[Start of section]
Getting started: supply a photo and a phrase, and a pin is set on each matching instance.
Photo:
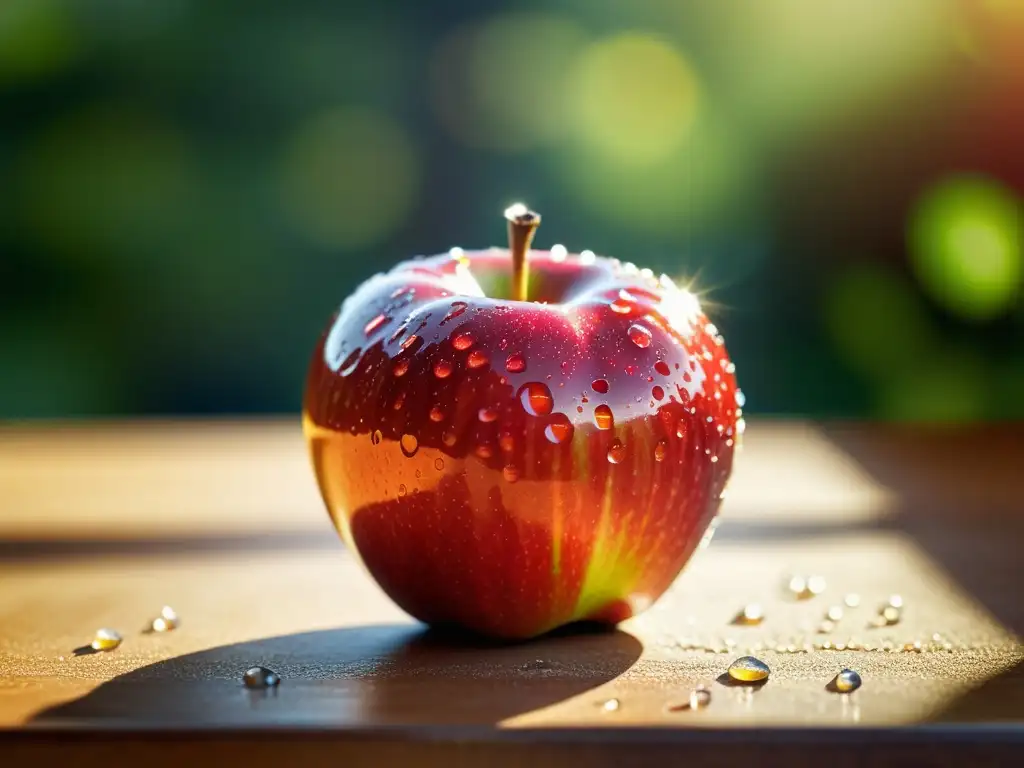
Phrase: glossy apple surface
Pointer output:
(510, 467)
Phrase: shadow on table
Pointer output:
(375, 675)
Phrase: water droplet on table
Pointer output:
(847, 681)
(260, 678)
(749, 670)
(105, 639)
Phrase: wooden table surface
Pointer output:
(101, 524)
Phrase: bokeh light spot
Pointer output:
(501, 84)
(107, 182)
(967, 246)
(349, 177)
(635, 98)
(707, 181)
(877, 322)
(36, 38)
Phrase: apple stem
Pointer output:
(522, 225)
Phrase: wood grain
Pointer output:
(102, 524)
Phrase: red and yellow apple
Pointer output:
(510, 466)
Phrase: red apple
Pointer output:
(513, 466)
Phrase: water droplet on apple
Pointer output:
(409, 444)
(350, 363)
(476, 358)
(463, 341)
(515, 364)
(616, 453)
(375, 324)
(397, 334)
(536, 398)
(559, 430)
(458, 307)
(639, 336)
(603, 417)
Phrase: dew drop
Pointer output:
(639, 336)
(105, 639)
(258, 678)
(463, 341)
(603, 417)
(350, 363)
(476, 358)
(749, 670)
(515, 364)
(409, 444)
(559, 430)
(375, 324)
(458, 307)
(616, 453)
(536, 398)
(846, 682)
(751, 615)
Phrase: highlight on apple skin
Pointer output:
(509, 467)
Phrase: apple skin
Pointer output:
(510, 467)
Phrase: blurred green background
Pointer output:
(188, 188)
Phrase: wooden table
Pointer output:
(101, 524)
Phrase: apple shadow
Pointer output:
(390, 675)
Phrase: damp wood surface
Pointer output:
(102, 524)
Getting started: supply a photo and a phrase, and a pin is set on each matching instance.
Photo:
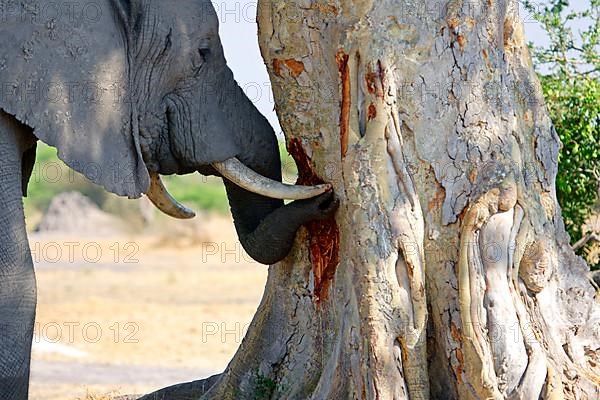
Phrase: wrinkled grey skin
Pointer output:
(163, 100)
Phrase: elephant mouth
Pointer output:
(238, 173)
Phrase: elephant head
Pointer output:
(128, 90)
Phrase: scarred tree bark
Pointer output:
(447, 273)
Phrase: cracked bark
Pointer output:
(454, 277)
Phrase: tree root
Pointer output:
(184, 391)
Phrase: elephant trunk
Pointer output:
(17, 277)
(265, 227)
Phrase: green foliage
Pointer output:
(264, 387)
(568, 54)
(569, 69)
(574, 106)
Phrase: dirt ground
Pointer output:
(134, 313)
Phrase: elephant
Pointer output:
(127, 91)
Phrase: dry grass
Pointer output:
(158, 313)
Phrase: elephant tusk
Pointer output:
(234, 170)
(160, 197)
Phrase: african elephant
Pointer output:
(127, 90)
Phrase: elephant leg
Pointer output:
(17, 278)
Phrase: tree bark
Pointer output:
(447, 272)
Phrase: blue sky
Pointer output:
(239, 37)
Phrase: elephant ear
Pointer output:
(65, 73)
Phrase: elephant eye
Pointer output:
(204, 52)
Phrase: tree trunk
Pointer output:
(447, 272)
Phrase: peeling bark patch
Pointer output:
(277, 66)
(462, 41)
(342, 61)
(372, 113)
(295, 67)
(323, 236)
(375, 81)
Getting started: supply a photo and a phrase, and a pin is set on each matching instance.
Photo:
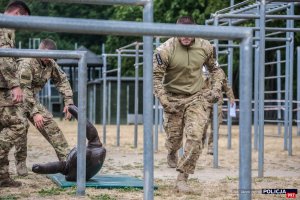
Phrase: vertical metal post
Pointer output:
(230, 69)
(215, 136)
(278, 56)
(215, 107)
(148, 107)
(298, 91)
(118, 97)
(245, 119)
(261, 88)
(136, 94)
(156, 112)
(291, 47)
(127, 99)
(287, 78)
(256, 85)
(81, 134)
(104, 101)
(94, 102)
(109, 102)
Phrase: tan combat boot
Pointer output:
(172, 159)
(21, 168)
(8, 182)
(181, 183)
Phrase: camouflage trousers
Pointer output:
(13, 125)
(51, 133)
(210, 127)
(190, 121)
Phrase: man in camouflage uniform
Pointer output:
(229, 93)
(12, 122)
(178, 83)
(34, 74)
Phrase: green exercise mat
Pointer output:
(102, 181)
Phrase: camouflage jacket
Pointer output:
(225, 87)
(8, 66)
(33, 77)
(178, 69)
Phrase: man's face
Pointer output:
(44, 60)
(186, 41)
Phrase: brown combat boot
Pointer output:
(21, 168)
(181, 183)
(172, 159)
(6, 181)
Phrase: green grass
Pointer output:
(9, 197)
(129, 189)
(51, 191)
(102, 197)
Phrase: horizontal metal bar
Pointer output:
(252, 16)
(273, 92)
(271, 39)
(275, 48)
(101, 2)
(234, 6)
(274, 77)
(274, 33)
(130, 51)
(275, 62)
(269, 120)
(109, 71)
(90, 26)
(223, 65)
(122, 55)
(129, 45)
(37, 53)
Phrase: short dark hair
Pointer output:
(48, 44)
(185, 20)
(24, 9)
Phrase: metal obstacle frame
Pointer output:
(148, 30)
(264, 10)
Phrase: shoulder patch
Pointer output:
(158, 58)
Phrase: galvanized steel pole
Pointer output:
(148, 106)
(136, 95)
(256, 86)
(104, 97)
(81, 143)
(298, 91)
(291, 47)
(278, 58)
(118, 96)
(261, 88)
(246, 70)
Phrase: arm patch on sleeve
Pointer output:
(158, 58)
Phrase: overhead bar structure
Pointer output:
(82, 93)
(148, 30)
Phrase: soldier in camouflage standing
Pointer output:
(12, 122)
(178, 83)
(229, 93)
(34, 74)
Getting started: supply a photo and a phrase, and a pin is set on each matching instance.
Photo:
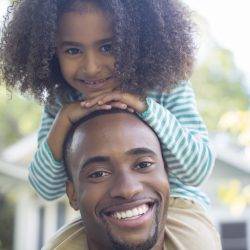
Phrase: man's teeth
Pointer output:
(131, 213)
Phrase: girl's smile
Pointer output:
(84, 50)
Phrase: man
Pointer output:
(118, 181)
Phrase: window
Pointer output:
(234, 236)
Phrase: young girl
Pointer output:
(81, 55)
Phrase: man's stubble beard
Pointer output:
(147, 245)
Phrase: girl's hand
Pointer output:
(117, 99)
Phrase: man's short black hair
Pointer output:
(69, 137)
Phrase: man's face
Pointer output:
(119, 182)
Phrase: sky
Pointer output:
(228, 21)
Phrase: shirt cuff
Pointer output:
(50, 154)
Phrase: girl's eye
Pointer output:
(72, 51)
(144, 165)
(106, 48)
(98, 174)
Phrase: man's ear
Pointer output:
(71, 193)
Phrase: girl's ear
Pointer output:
(71, 193)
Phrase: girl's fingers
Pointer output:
(111, 97)
(130, 110)
(100, 107)
(118, 105)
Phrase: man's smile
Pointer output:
(130, 215)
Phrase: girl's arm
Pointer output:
(46, 174)
(184, 137)
(175, 119)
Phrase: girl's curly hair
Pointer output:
(153, 45)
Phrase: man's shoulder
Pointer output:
(72, 236)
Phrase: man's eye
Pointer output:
(72, 51)
(144, 165)
(106, 48)
(98, 174)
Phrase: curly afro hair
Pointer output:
(153, 45)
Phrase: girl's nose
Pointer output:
(91, 65)
(126, 186)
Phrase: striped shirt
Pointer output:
(176, 121)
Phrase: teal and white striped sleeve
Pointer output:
(183, 135)
(47, 175)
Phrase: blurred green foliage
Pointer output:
(218, 84)
(7, 223)
(19, 117)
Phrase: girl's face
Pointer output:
(84, 50)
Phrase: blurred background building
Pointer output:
(222, 86)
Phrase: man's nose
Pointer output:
(125, 186)
(91, 65)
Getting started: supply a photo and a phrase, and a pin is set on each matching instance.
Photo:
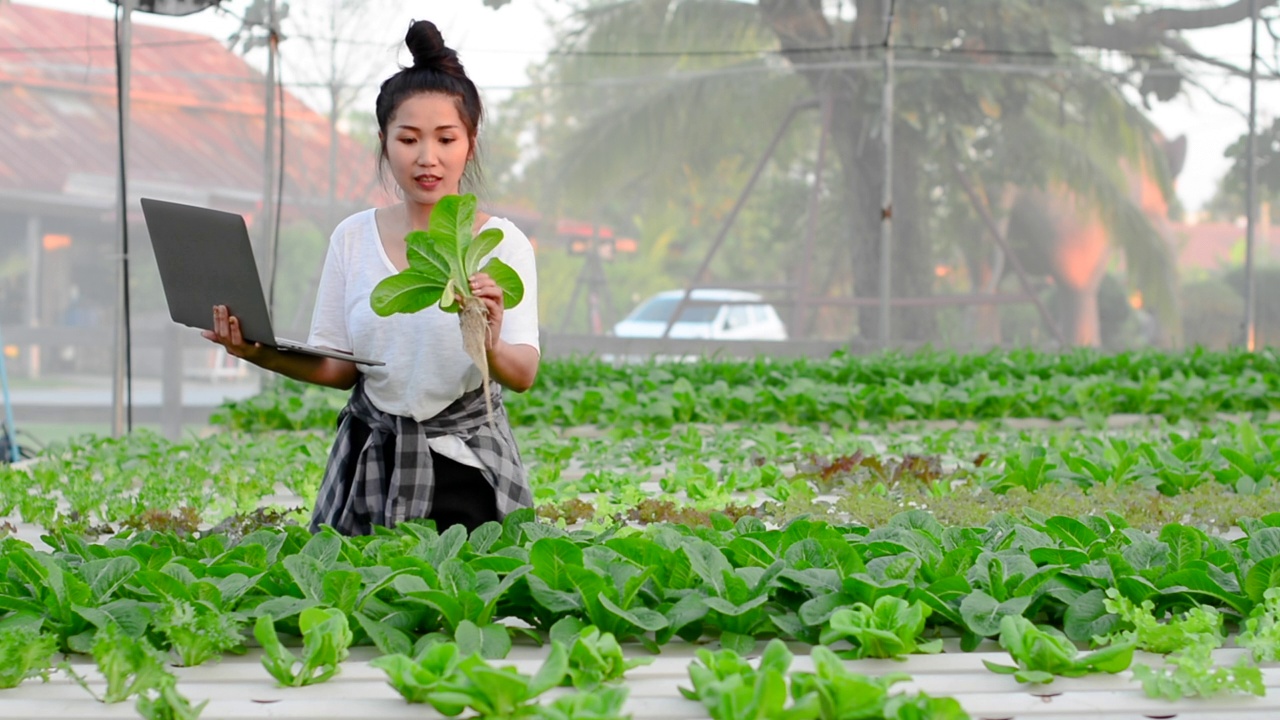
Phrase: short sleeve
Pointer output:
(520, 323)
(329, 318)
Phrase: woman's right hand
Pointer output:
(227, 333)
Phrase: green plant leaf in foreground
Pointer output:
(24, 652)
(325, 638)
(1043, 654)
(442, 261)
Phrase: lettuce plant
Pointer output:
(440, 264)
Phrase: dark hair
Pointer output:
(435, 69)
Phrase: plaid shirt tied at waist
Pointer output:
(360, 491)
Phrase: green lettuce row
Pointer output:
(734, 582)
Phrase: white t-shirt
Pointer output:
(426, 368)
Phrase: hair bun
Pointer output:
(426, 45)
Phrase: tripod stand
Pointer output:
(595, 283)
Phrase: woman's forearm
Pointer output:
(328, 372)
(513, 365)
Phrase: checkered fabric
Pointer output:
(361, 488)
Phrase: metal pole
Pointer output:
(10, 432)
(800, 313)
(269, 158)
(732, 214)
(122, 335)
(1251, 200)
(887, 191)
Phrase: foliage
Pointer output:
(452, 683)
(1042, 654)
(1139, 627)
(325, 638)
(1191, 673)
(443, 259)
(24, 652)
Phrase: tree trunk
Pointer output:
(1079, 313)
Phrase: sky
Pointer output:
(497, 45)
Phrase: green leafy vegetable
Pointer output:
(24, 652)
(197, 630)
(602, 703)
(325, 638)
(842, 695)
(732, 689)
(167, 703)
(131, 665)
(1200, 624)
(891, 628)
(1192, 673)
(440, 264)
(597, 657)
(452, 683)
(1261, 633)
(1042, 654)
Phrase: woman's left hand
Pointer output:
(487, 290)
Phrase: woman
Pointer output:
(414, 440)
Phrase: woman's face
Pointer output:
(428, 147)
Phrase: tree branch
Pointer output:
(1185, 50)
(1164, 19)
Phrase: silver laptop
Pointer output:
(206, 259)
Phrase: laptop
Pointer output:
(206, 259)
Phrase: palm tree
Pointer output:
(1034, 106)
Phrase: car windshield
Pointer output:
(659, 310)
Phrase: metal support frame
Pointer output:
(1004, 245)
(1251, 213)
(732, 214)
(594, 281)
(10, 432)
(799, 314)
(886, 238)
(122, 388)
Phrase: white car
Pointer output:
(709, 314)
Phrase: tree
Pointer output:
(1037, 108)
(1229, 201)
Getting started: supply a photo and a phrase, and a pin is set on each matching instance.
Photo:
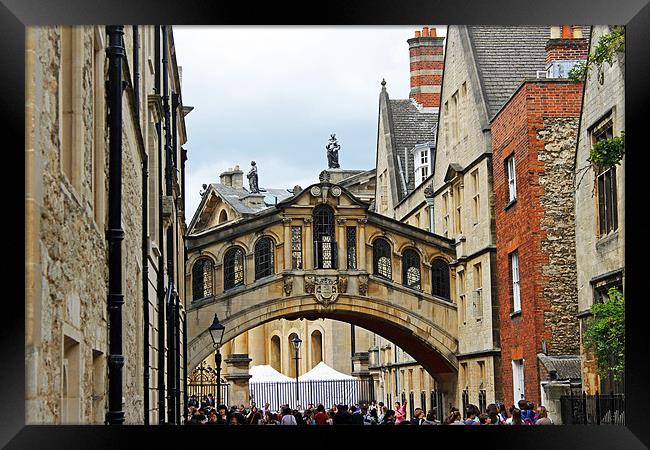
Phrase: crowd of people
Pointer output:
(374, 413)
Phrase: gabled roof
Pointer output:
(504, 56)
(410, 126)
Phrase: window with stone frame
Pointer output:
(514, 278)
(476, 197)
(381, 255)
(264, 258)
(411, 269)
(477, 302)
(233, 268)
(202, 279)
(351, 247)
(296, 247)
(440, 279)
(512, 178)
(445, 214)
(606, 183)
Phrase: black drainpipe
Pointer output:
(145, 234)
(115, 233)
(171, 352)
(161, 257)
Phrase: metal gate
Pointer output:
(203, 381)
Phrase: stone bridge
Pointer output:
(323, 254)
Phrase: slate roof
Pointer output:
(566, 367)
(409, 126)
(505, 56)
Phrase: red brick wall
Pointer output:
(515, 131)
(566, 49)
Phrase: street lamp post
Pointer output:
(296, 345)
(216, 332)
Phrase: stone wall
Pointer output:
(539, 127)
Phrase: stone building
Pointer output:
(69, 173)
(600, 201)
(534, 137)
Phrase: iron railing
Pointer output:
(325, 392)
(593, 409)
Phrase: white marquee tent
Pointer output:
(322, 384)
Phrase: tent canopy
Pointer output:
(323, 372)
(266, 374)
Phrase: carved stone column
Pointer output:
(361, 244)
(287, 243)
(308, 262)
(343, 257)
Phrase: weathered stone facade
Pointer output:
(539, 127)
(67, 173)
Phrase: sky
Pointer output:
(274, 95)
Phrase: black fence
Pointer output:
(327, 392)
(593, 409)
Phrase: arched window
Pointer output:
(275, 353)
(440, 279)
(264, 258)
(411, 269)
(316, 348)
(381, 254)
(325, 249)
(202, 279)
(233, 268)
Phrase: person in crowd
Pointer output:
(542, 415)
(357, 415)
(400, 412)
(287, 417)
(389, 418)
(431, 418)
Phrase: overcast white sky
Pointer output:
(274, 94)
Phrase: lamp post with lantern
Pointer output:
(296, 341)
(216, 332)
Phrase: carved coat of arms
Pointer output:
(326, 290)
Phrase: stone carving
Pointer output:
(252, 179)
(326, 290)
(310, 282)
(343, 283)
(363, 285)
(288, 284)
(333, 152)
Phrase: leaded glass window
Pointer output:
(263, 258)
(351, 238)
(411, 269)
(324, 243)
(202, 279)
(296, 247)
(381, 254)
(233, 268)
(440, 279)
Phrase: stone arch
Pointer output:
(431, 345)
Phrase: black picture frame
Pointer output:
(16, 14)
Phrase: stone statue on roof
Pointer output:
(333, 152)
(252, 179)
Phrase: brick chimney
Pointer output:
(427, 61)
(566, 47)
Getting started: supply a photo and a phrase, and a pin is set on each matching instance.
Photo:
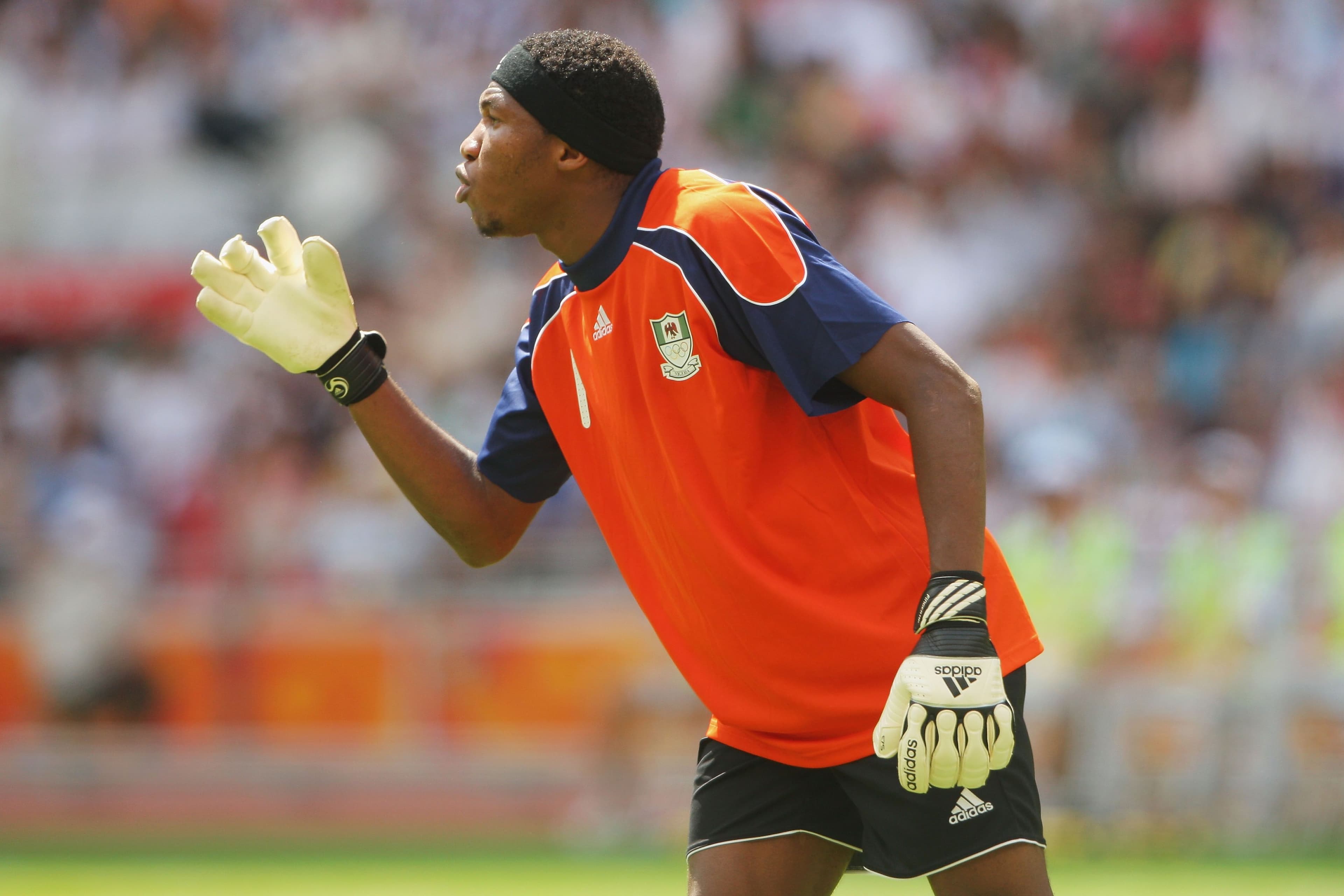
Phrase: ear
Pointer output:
(569, 158)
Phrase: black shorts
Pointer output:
(862, 805)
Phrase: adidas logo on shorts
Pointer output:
(968, 806)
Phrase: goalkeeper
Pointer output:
(721, 389)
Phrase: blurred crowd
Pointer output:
(1124, 218)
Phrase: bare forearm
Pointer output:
(948, 442)
(440, 477)
(909, 373)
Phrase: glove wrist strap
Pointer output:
(953, 596)
(955, 640)
(357, 370)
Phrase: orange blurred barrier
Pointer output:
(19, 698)
(320, 675)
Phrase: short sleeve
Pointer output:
(780, 301)
(521, 453)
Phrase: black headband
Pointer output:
(560, 113)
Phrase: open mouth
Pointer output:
(462, 175)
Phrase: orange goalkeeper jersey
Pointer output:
(763, 514)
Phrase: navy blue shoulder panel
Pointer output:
(810, 338)
(521, 453)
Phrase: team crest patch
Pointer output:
(672, 334)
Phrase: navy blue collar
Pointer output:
(609, 250)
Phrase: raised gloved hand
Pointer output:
(295, 308)
(948, 718)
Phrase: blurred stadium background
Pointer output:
(218, 618)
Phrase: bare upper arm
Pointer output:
(908, 369)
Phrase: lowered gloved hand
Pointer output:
(295, 308)
(948, 716)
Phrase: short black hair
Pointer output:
(604, 76)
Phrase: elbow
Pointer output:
(480, 551)
(955, 389)
(971, 393)
(479, 555)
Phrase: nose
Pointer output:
(471, 147)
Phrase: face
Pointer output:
(510, 167)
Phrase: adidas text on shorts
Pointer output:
(861, 805)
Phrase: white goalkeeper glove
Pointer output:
(295, 308)
(948, 718)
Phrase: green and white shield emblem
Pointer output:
(672, 334)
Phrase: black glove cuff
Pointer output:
(955, 640)
(958, 594)
(357, 370)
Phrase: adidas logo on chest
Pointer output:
(968, 806)
(603, 327)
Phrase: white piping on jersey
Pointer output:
(541, 287)
(687, 280)
(792, 242)
(582, 393)
(542, 332)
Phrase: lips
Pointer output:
(467, 184)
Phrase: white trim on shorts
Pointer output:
(783, 833)
(960, 862)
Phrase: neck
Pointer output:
(580, 222)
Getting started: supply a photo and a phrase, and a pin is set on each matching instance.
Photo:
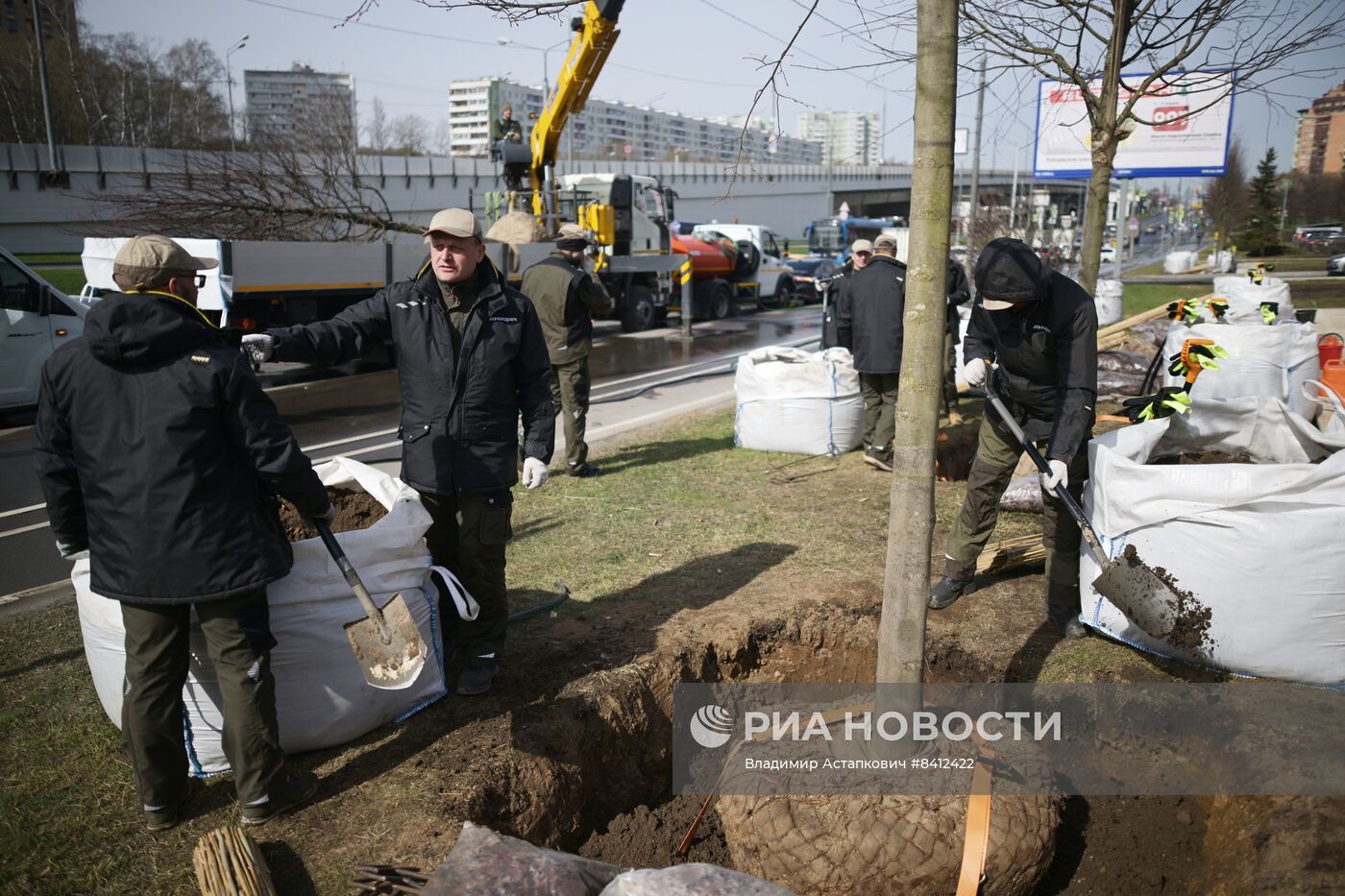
[End of section]
■ TASK TO CARRY OUT: Return nothing but the lines running from the start of the data to the line with "Phrase: blurred green background", please, both ends included and no pictures.

■ ANSWER SPACE:
Getting started: supply a photo and a phrase, and a pin is set on each matching instance.
Photo:
Phrase: glossy apple surface
Pointer output:
(510, 467)
Phrase: shadow on table
Pointer output:
(375, 675)
Phrase: water droplet on table
Pointer output:
(847, 681)
(260, 678)
(749, 670)
(105, 639)
Phrase: wooden table surface
Pointer output:
(101, 524)
Phrase: bokeh light spot
Pointer output:
(501, 84)
(107, 182)
(967, 246)
(349, 177)
(635, 98)
(707, 181)
(877, 322)
(36, 38)
Phrase: apple stem
Pointer output:
(522, 225)
Phrase: wood grain
Pointer output:
(102, 524)
Phrase: red and yellow apple
Pointer output:
(510, 466)
Phrase: red apple
Pointer output:
(513, 466)
Phrase: water droplet on apple
Pointer output:
(409, 444)
(350, 363)
(476, 358)
(463, 341)
(515, 364)
(616, 453)
(375, 324)
(397, 334)
(536, 398)
(559, 430)
(458, 307)
(639, 336)
(603, 417)
Phrase: dew drop
Pointer output:
(639, 336)
(105, 639)
(258, 678)
(463, 341)
(603, 417)
(350, 363)
(476, 358)
(749, 670)
(515, 364)
(409, 444)
(559, 430)
(375, 324)
(458, 307)
(616, 453)
(536, 398)
(846, 682)
(751, 615)
Phrase: highlight on apple skin
Pointer output:
(509, 467)
Phrase: apple skin
Pointer output:
(510, 467)
Phrase: blurred green background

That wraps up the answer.